### Task statement
Copy every row below, requests included, and shift each coordinate pair in the answers by adding 150 to both numbers.
-- begin --
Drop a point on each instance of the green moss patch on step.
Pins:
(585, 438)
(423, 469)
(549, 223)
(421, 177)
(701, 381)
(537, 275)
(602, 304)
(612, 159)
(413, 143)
-- end --
### Worked answer
Drop a point on each instance of the green moss patch on step.
Pins:
(735, 588)
(573, 619)
(699, 373)
(571, 327)
(851, 531)
(687, 425)
(752, 454)
(762, 309)
(563, 293)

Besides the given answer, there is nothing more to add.